◆ **THE EXERCISE**:
How many of the lines below contain the word "slope", with case counting? Reply with only the number.

◆ **PROVIDED DATA**:

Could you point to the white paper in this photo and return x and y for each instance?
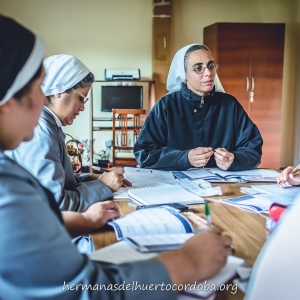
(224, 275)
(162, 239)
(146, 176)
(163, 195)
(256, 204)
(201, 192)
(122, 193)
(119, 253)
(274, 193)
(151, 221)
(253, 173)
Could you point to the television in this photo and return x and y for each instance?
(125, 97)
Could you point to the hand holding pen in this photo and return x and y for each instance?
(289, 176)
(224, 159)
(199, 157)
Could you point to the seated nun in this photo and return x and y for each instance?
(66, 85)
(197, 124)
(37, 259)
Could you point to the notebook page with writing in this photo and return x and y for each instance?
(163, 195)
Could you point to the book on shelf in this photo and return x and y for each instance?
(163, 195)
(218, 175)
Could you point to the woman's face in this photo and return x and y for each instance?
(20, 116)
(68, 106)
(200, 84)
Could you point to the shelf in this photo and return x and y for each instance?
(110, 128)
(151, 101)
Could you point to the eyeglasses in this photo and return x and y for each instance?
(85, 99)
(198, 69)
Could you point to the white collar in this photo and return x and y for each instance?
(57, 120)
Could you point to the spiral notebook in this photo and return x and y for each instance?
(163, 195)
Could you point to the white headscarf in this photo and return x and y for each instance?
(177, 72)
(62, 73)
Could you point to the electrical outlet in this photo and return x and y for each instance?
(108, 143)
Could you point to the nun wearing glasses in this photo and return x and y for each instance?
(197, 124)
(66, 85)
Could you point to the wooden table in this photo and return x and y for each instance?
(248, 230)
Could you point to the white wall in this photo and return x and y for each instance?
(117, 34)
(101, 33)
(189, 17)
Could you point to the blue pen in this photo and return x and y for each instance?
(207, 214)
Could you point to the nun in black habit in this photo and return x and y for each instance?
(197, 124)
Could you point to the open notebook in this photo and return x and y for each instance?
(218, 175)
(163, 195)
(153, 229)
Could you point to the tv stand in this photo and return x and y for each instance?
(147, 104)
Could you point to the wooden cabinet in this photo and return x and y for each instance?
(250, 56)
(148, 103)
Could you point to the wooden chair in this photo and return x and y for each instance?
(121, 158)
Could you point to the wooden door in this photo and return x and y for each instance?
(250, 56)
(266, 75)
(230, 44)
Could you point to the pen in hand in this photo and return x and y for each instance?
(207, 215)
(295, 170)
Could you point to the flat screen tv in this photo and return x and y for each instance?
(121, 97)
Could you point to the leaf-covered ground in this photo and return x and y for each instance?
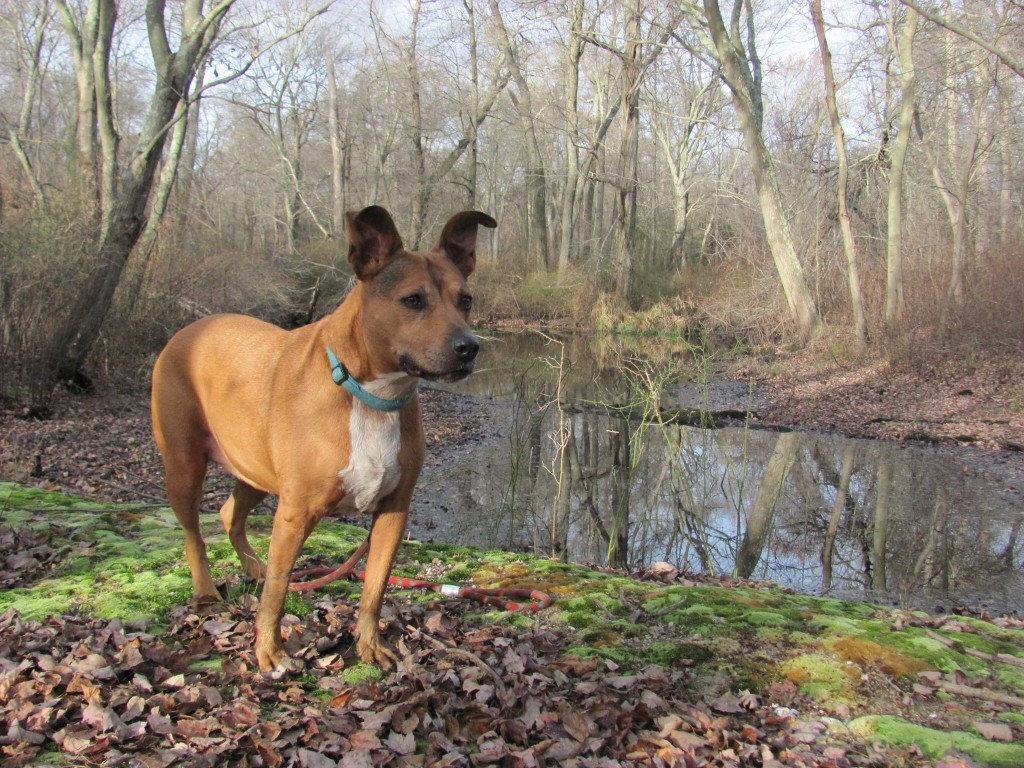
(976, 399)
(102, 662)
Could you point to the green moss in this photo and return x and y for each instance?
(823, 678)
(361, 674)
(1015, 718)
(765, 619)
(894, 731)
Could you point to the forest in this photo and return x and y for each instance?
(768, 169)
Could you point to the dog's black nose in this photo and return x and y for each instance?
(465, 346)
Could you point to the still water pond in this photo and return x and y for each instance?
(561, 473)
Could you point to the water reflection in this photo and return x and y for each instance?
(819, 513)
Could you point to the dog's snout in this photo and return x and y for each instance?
--
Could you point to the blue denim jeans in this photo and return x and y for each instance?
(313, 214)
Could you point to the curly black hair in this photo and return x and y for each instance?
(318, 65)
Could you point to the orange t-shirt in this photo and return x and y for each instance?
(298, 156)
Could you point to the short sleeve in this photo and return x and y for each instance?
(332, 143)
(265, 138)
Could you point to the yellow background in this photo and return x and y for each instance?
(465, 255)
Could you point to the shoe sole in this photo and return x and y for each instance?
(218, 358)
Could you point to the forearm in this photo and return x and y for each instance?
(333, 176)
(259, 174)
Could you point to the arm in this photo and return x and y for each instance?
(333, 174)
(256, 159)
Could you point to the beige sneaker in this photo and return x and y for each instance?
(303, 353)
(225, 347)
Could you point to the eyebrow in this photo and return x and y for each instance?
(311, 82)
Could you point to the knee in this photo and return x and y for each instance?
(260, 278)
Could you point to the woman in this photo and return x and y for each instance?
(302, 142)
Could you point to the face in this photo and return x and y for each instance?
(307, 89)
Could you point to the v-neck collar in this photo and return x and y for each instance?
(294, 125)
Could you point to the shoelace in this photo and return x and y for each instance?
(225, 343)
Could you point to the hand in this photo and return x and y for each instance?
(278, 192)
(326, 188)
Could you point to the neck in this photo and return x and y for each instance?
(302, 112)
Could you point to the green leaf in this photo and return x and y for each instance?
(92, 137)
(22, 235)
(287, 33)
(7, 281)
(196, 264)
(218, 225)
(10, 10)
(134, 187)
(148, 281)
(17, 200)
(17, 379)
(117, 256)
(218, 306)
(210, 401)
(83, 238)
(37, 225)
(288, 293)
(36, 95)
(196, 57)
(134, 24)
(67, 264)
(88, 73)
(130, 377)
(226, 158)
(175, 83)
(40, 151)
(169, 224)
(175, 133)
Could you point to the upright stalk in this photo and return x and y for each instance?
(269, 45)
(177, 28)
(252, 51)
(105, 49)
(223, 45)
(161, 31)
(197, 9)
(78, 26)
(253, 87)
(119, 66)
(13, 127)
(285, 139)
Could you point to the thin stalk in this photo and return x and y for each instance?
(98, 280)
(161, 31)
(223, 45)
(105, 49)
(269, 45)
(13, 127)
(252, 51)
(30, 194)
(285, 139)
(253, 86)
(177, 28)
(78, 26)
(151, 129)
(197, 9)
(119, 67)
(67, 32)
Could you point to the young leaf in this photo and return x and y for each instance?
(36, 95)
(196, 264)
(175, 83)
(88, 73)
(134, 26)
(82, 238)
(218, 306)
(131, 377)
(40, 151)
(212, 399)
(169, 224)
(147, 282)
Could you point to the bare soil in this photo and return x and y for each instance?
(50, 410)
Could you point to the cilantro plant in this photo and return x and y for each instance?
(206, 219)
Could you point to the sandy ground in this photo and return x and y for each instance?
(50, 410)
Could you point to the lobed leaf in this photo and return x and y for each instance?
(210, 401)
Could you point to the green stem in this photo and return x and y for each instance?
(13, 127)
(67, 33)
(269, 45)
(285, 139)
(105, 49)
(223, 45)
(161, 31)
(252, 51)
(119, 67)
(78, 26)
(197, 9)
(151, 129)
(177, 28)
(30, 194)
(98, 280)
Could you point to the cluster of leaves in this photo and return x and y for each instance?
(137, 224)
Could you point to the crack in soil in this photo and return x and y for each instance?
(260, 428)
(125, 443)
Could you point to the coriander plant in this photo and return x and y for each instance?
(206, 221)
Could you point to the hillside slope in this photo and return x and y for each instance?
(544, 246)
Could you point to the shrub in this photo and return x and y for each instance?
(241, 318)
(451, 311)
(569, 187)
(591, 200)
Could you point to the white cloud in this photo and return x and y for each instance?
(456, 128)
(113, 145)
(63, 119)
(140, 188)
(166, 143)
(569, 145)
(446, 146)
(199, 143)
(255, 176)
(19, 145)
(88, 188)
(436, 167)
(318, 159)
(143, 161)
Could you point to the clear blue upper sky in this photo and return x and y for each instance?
...
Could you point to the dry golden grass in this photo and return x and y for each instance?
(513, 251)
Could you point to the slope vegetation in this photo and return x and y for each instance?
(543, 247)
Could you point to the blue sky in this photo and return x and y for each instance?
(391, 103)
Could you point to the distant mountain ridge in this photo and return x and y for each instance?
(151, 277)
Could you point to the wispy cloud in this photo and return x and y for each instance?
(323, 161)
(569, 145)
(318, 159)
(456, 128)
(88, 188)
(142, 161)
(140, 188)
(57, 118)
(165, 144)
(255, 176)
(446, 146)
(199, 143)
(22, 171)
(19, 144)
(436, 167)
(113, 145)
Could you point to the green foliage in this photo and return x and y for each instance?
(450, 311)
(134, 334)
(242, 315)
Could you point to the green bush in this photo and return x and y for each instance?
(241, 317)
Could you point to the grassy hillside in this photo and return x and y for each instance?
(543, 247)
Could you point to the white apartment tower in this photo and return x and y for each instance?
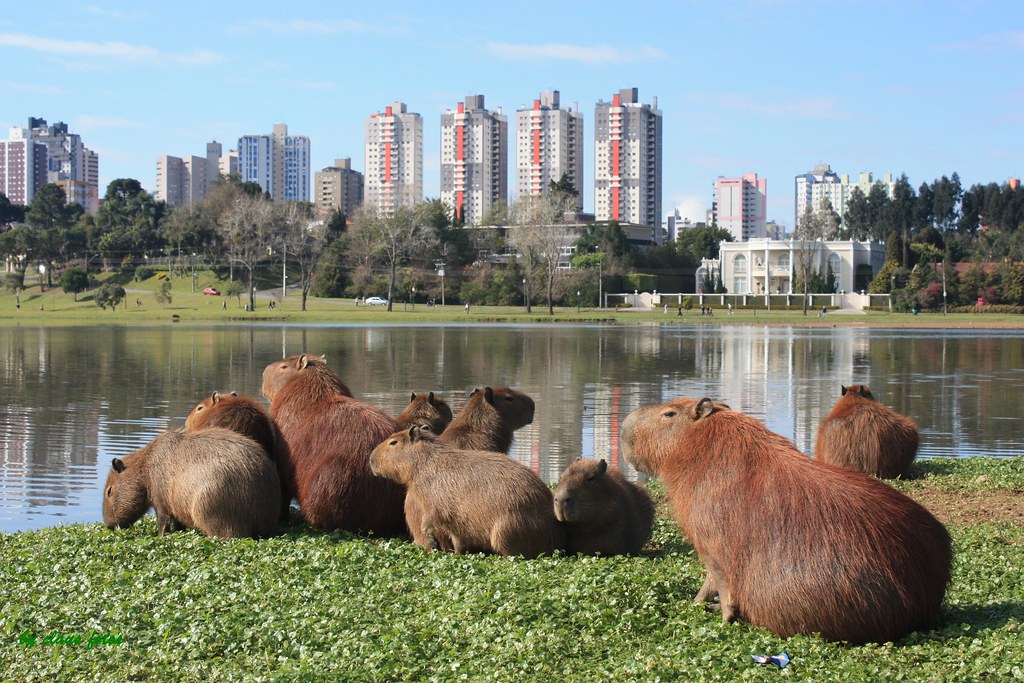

◆ **PROBLEM SOLUTION**:
2